## Extrait
_ _ _ _

Ses caractéristiques sont la prééminence du rôle des États, la
territorialisation des enjeux et des crises, le retour au premier plan de la
question des ressources stratégiques (énergie, eau), les politiques
d'affirmation de puissance, la résurgence des nationalismes. De multiples
exemples illustrent cette logique géopolitique : l'utilisation de l'arme
énergétique par la Russie ; les besoins en ressources naturelles de la Chine et
de l'Inde ; la montée en puissance de l'Iran et son impact sur les équilibres
dans le Golfe et au-delà. Des crises traditionnelles perdurent malheureusement,
notamment le conflit israélo-palestinien, et se développent en des
conflictualités internes, politiques, religieuses et tribales, notamment au
Sahel et au Moyen-Orient.
La manière dont
interagiront ces deux logiques sera déterminée par un certain nombre de
paramètres. Le premier est le paramètre démographique. En 2023, la population
mondiale aura augmenté de 20 % pour compter 8 milliards d'habitants, surtout en
Asie (60 % du total) et en Afrique (près de 2 milliards). L'Europe n'en
rassemblera plus que 6 % et la France 0,85 %. Certains pays auront vieilli (la
Chine, le Japon, la Russie, une bonne partie des pays européens), d'autres
resteront jeunes (États-Unis, Inde, Moyen-Orient), et même très jeunes (l'Afrique
sub-saharienne), avec notamment des effets sur les flux migratoires. Sur le
plan démographique, la France, compte tenu de sa fécondité, occupera une
position favorable parmi les pays européens.

_ _ _ _

## Enregistrements
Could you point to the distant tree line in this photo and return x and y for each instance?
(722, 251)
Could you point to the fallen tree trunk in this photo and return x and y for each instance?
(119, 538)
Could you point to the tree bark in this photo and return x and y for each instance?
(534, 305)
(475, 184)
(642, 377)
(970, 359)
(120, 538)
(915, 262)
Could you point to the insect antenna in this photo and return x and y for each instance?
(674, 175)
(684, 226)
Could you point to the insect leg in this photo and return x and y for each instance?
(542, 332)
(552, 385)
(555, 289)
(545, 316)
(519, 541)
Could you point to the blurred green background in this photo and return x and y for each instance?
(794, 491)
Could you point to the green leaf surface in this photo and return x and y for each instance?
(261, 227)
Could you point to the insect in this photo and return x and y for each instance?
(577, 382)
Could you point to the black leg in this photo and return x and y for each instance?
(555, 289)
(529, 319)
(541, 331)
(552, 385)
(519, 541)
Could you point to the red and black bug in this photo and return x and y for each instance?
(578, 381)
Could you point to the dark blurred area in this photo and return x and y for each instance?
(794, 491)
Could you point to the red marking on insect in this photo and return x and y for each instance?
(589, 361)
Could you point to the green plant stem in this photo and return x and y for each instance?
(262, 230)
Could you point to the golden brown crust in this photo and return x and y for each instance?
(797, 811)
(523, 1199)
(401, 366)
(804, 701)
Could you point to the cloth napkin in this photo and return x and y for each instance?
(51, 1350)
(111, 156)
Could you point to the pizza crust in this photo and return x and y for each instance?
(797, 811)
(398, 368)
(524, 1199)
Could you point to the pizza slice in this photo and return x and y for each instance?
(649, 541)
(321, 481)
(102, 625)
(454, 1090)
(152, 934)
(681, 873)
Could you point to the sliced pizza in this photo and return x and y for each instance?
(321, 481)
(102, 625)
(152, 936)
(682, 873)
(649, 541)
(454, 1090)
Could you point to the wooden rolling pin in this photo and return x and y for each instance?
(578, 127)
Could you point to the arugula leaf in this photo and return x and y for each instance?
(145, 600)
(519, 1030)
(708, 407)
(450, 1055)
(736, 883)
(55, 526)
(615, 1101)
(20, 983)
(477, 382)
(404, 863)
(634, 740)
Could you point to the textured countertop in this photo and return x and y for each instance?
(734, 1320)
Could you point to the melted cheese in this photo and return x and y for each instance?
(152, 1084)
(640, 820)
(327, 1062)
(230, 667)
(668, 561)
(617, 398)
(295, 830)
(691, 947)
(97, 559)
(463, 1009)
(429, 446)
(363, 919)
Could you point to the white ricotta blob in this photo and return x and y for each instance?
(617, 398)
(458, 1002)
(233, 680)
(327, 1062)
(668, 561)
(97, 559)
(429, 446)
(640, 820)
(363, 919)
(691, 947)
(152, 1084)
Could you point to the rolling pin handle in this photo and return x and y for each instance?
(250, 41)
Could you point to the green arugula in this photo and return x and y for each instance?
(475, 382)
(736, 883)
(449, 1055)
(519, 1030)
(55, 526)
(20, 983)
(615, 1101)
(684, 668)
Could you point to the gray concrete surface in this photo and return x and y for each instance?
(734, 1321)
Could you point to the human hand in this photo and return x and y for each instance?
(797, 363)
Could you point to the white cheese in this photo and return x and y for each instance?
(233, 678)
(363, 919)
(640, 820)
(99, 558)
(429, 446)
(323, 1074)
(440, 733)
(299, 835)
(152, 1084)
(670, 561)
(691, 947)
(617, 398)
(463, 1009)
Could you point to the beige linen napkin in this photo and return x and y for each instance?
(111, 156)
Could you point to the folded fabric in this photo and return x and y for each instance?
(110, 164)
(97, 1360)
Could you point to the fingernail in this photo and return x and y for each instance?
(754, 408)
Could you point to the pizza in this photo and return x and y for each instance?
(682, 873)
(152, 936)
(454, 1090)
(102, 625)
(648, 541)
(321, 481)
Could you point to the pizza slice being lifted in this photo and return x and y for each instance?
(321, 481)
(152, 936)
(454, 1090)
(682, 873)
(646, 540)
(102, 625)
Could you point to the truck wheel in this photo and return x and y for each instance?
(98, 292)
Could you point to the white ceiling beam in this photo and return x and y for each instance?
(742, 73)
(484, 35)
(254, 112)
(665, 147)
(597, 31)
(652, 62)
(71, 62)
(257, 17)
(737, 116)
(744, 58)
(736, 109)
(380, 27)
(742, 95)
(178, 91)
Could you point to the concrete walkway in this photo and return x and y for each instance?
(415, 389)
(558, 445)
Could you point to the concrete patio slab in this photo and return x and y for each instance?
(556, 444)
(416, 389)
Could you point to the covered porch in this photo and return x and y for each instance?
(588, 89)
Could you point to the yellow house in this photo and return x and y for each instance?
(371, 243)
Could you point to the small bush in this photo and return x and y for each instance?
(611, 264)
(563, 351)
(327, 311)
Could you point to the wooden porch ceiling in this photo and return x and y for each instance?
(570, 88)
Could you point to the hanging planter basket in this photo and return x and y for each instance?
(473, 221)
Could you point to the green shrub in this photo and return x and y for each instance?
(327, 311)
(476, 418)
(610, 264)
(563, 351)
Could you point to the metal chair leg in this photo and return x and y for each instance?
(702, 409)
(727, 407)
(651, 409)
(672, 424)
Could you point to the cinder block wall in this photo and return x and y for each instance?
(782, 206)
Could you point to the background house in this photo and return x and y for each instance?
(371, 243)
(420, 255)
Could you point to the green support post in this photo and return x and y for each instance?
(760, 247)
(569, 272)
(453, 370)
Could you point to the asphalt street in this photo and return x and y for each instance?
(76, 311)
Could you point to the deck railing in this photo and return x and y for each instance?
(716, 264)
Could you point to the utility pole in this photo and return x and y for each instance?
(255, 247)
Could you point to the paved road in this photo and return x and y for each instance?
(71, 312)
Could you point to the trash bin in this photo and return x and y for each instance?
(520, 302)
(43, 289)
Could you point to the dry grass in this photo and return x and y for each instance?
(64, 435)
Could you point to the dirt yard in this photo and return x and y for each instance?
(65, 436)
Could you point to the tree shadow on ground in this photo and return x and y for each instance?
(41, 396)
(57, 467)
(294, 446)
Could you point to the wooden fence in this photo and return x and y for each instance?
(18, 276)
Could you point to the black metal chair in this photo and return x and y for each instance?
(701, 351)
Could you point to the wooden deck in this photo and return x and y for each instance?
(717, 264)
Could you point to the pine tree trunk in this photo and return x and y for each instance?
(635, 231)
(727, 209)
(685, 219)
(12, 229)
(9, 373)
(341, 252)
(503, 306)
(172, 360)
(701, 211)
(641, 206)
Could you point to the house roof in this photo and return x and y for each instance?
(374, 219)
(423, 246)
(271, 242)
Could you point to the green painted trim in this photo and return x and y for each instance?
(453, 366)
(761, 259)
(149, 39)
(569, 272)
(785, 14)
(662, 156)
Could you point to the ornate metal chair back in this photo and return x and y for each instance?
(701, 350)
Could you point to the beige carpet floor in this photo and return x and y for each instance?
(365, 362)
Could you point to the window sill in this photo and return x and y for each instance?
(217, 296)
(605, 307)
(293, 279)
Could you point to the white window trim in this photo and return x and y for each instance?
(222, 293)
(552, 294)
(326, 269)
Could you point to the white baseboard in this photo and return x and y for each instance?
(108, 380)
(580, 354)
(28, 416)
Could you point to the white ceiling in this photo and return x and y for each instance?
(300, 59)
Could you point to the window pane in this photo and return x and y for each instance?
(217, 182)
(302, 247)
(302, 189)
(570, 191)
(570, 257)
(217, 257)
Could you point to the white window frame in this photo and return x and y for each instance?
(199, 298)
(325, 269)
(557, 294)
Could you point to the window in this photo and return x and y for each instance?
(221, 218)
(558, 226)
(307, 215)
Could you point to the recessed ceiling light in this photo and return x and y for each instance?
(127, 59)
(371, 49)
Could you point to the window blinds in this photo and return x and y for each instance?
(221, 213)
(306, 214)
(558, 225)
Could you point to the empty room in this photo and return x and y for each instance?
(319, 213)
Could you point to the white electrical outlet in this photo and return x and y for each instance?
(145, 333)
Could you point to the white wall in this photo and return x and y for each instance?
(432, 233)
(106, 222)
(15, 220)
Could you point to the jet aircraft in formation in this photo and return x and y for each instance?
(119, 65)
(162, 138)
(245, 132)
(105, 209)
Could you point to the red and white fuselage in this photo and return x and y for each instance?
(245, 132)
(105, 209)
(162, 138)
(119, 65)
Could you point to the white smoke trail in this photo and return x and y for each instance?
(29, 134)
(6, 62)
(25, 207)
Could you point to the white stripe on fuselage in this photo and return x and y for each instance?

_ _ _ _

## Consigne
Répétez intégralement et sans la moindre modification l'extrait consacré à la géopolitique et à la démographie mondiale. Les enregistrements n'interviennent en rien ici.

## Réponse rédigée
Ses caractéristiques sont la prééminence du rôle des États, la
territorialisation des enjeux et des crises, le retour au premier plan de la
question des ressources stratégiques (énergie, eau), les politiques
d'affirmation de puissance, la résurgence des nationalismes. De multiples
exemples illustrent cette logique géopolitique : l'utilisation de l'arme
énergétique par la Russie ; les besoins en ressources naturelles de la Chine et
de l'Inde ; la montée en puissance de l'Iran et son impact sur les équilibres
dans le Golfe et au-delà. Des crises traditionnelles perdurent malheureusement,
notamment le conflit israélo-palestinien, et se développent en des
conflictualités internes, politiques, religieuses et tribales, notamment au
Sahel et au Moyen-Orient.
La manière dont
interagiront ces deux logiques sera déterminée par un certain nombre de
paramètres. Le premier est le paramètre démographique. En 2023, la population
mondiale aura augmenté de 20 % pour compter 8 milliards d'habitants, surtout en
Asie (60 % du total) et en Afrique (près de 2 milliards). L'Europe n'en
rassemblera plus que 6 % et la France 0,85 %. Certains pays auront vieilli (la
Chine, le Japon, la Russie, une bonne partie des pays européens), d'autres
resteront jeunes (États-Unis, Inde, Moyen-Orient), et même très jeunes (l'Afrique
sub-saharienne), avec notamment des effets sur les flux migratoires. Sur le
plan démographique, la France, compte tenu de sa fécondité, occupera une
position favorable parmi les pays européens.